#### Information supplied
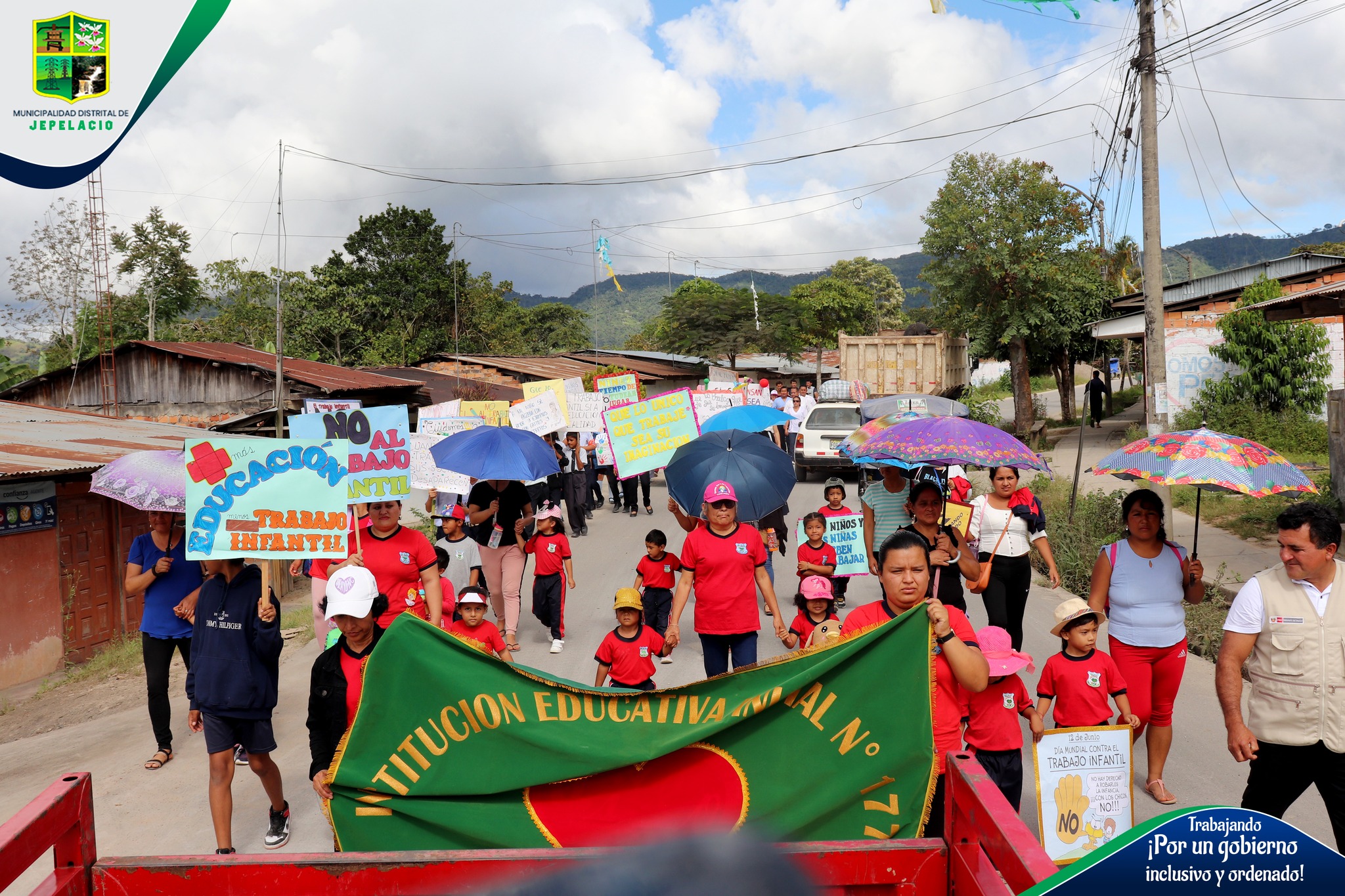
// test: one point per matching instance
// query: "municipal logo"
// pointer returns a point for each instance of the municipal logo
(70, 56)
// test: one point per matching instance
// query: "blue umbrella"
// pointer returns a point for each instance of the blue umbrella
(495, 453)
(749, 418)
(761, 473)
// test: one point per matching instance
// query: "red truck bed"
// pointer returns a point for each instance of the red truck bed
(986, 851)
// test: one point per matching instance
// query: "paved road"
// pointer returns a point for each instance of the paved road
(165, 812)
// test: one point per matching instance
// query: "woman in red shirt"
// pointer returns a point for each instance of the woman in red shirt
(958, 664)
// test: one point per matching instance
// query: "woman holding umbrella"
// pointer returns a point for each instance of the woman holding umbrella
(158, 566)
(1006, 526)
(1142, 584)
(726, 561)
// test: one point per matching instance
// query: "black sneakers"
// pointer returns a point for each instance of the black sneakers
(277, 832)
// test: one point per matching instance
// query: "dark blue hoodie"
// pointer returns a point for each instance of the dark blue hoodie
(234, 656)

#### What to work on
Leave out all images, then reproduce the entries above exactly.

#### Solution for this task
// test: one point per matching instance
// query: "municipal logo"
// pointer returns a point for each instance of the municipal logo
(70, 56)
// test: one point per matching instance
// query: "blue umbrella"
// pointer returns a point for each instance of the blue umbrella
(495, 453)
(749, 418)
(761, 473)
// test: one point per matching instance
// query: "red truck bed"
// pointer returns a point for each instance of the red truck bed
(986, 851)
// test: one point per matching instance
// query: "paved road"
// pointer returns a point for each instance of the paved road
(165, 812)
// test: one point per matching instance
// query: "woman in red shirt"
// pointer returns a point for each instance of the woman in red shirt
(958, 664)
// test: one point per matching instance
// query: "woman holding umbrella"
// pointer returns a point for each instance of the woman holding umbrella
(158, 566)
(1006, 526)
(1142, 584)
(726, 561)
// test: one point per matching instance
// query: "black sneakers"
// pointer returns a point for each instance of the black sneakers
(277, 832)
// test: one point per matching instance
// query: "dark blue hoodie"
// pointer returns a point for each instance of the dark blue hoodie
(234, 656)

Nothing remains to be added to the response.